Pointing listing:
==========

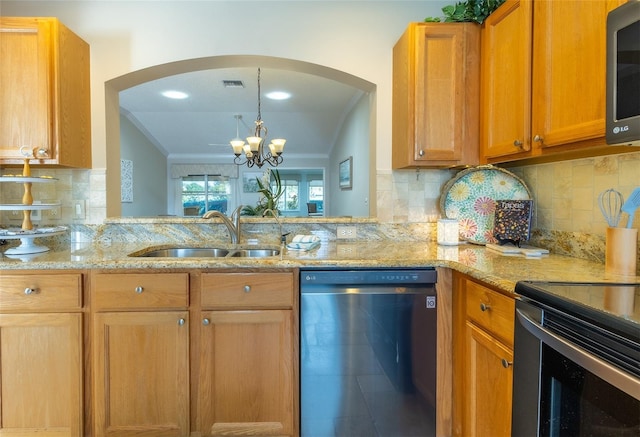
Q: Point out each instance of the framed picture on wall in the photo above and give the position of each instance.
(249, 182)
(346, 173)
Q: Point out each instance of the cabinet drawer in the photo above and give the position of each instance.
(140, 291)
(491, 310)
(247, 290)
(41, 292)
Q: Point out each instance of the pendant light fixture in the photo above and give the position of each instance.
(254, 150)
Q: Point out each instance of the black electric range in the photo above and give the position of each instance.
(613, 306)
(576, 361)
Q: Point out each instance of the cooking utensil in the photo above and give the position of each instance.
(630, 206)
(610, 202)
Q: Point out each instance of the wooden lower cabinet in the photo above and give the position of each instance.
(41, 359)
(140, 354)
(246, 373)
(194, 354)
(141, 374)
(483, 321)
(247, 382)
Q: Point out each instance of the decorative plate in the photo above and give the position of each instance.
(471, 198)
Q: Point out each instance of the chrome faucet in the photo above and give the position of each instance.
(232, 223)
(274, 214)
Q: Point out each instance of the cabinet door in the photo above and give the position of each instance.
(488, 380)
(435, 95)
(569, 51)
(41, 374)
(45, 100)
(141, 384)
(246, 373)
(24, 95)
(505, 99)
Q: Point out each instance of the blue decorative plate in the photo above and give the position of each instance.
(471, 198)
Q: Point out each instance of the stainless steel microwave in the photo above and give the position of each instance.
(623, 75)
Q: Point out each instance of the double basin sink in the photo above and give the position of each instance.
(206, 252)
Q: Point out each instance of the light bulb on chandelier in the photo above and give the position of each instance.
(255, 154)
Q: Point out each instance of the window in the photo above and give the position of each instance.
(290, 199)
(202, 193)
(316, 193)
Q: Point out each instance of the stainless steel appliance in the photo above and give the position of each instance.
(368, 352)
(623, 75)
(576, 360)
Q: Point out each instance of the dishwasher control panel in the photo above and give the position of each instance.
(381, 277)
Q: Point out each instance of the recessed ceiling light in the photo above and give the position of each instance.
(278, 95)
(172, 94)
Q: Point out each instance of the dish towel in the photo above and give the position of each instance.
(304, 242)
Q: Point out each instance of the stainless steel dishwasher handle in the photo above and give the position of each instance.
(614, 376)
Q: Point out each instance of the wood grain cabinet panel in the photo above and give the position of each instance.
(49, 292)
(248, 358)
(141, 384)
(45, 93)
(436, 82)
(483, 324)
(41, 355)
(140, 291)
(543, 79)
(141, 374)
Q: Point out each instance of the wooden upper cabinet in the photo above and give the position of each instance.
(436, 95)
(505, 99)
(543, 78)
(569, 72)
(44, 93)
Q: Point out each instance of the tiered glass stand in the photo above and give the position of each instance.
(26, 233)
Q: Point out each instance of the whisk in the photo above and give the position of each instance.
(610, 202)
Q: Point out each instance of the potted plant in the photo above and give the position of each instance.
(467, 11)
(270, 195)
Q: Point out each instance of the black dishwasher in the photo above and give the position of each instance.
(368, 352)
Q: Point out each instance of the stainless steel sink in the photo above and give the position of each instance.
(254, 253)
(206, 252)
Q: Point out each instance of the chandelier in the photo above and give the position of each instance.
(255, 152)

==========

• _Instruction_
Start at the line that has "Q: Point out each instance of the chandelier" and go through the end of the listing. Write those lines out again, switching "chandelier" to "hanging lamp" and keeping everything else the same.

• _Full answer_
Q: Point out each instance of the hanging lamp in the photo above and give the position of each instance.
(255, 152)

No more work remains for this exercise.